## TRECHO DO TEXTO
┄┄┄┄┄┄┄┄┄┄┄┄┄┄┄┄┄┄┄┄

Artigos de Braulio Tavares em sua coluna diária no "Jornal da Paraíba" (Campina Grande-PB), desde o 0001 (23 de março de 2003) até o 4098 (10 de abril de 2016). Do 4099 em diante, os textos estão sendo publicados apenas neste blog, devido ao fim da publicação do jornal impresso.
sexta-feira, 19 de fevereiro de 2010
1673) A palavra Eu (23.7.2008)
As palavras e as frases que usamos determinam nosso modo de pensar. Não é uma relação mecânica de causa-e-efeito, mas ninguém pode negar que acontece.
Tanto é verdade que as livrarias estão cheias de livros de auto-ajuda ensinando a gente a dizer “estou com um desafio criativo” em vez de “problema sério”, porque o modo como a gente verbaliza uma situação mobiliza de maneira diferente nossa energia psíquica.
Toda sintaxe é uma forma de poder.
William S. Burroughs, autor de Almoço Nu e Junkie (ambos traduzidos em 2005 pela Ediouro), foi um escritor obcecado com os processos de dominação mental e de exercício do poder que existem por trás de nosso discurso verbal.
Burroughs é conhecido por livros onde há um tratamento franco e direto do homossexualismo e do uso de drogas, o que já lhe valeu processos, livros proibidos pela censura, etc.

┄┄┄┄┄┄┄┄┄┄┄┄┄┄┄┄┄┄┄┄

## REQUISITO 1
Atualize o texto entre "sexta-feira, 19 de" e "nosso discurso verbal.", inclusive, trocando "livrarias" por "bibliotecas".
## REQUISITO 2
Diga se cada afirmação abaixo está de acordo com o texto, respondendo sim ou não e citando as palavras dele que decidem a questão.
(a) Almoço Nu e Junkie foram traduzidos em 2005 pela Ediouro.
(b) O autor afirma que as palavras determinam o pensamento por uma relação mecânica de causa e efeito.
(c) A partir do artigo 4099, os textos passaram a ser publicados apenas no blog.

┄┄┄┄┄┄┄┄┄┄┄┄┄┄┄┄┄┄┄┄

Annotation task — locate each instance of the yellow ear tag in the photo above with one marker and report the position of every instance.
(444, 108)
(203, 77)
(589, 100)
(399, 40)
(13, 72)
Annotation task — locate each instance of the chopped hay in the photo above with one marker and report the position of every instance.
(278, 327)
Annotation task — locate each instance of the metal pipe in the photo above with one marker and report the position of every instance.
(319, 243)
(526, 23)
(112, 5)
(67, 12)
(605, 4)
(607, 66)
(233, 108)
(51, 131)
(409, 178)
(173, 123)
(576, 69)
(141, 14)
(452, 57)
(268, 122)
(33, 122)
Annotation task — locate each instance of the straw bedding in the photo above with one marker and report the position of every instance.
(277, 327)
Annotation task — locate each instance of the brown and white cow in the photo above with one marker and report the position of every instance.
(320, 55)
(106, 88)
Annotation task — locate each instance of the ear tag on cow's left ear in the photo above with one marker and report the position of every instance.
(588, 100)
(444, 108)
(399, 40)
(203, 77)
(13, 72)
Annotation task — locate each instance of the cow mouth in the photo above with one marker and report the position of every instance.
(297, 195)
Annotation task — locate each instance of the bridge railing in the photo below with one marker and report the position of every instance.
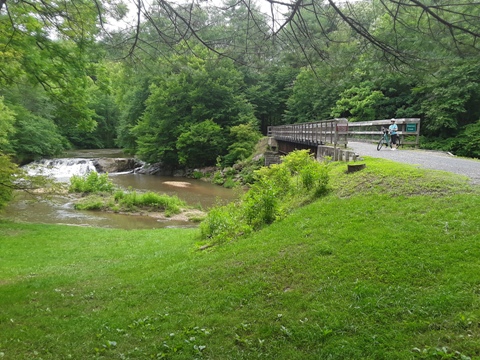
(334, 131)
(371, 131)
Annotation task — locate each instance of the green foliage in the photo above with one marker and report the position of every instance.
(35, 137)
(93, 202)
(468, 142)
(132, 201)
(244, 138)
(224, 223)
(200, 144)
(317, 285)
(311, 100)
(193, 97)
(7, 120)
(91, 183)
(358, 103)
(276, 191)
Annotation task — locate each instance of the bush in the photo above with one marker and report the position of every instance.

┄┄┄┄┄┄┄┄┄┄┄┄┄┄┄┄┄┄┄┄

## RESPOSTA ESCRITA 1
sexta-feira, 19 de fevereiro de 2010
1673) A palavra Eu (23.7.2008)
As palavras e as frases que usamos determinam nosso modo de pensar. Não é uma relação mecânica de causa-e-efeito, mas ninguém pode negar que acontece.
Tanto é verdade que as bibliotecas estão cheias de livros de auto-ajuda ensinando a gente a dizer “estou com um desafio criativo” em vez de “problema sério”, porque o modo como a gente verbaliza uma situação mobiliza de maneira diferente nossa energia psíquica.
Toda sintaxe é uma forma de poder.
William S. Burroughs, autor de Almoço Nu e Junkie (ambos traduzidos em 2005 pela Ediouro), foi um escritor obcecado com os processos de dominação mental e de exercício do poder que existem por trás de nosso discurso verbal.

## RESPOSTA ESCRITA 2
(a) Sim: "ambos traduzidos em 2005 pela Ediouro".
(b) Não: "Não é uma relação mecânica de causa-e-efeito".
(c) Sim: "Do 4099 em diante, os textos estão sendo publicados apenas neste blog".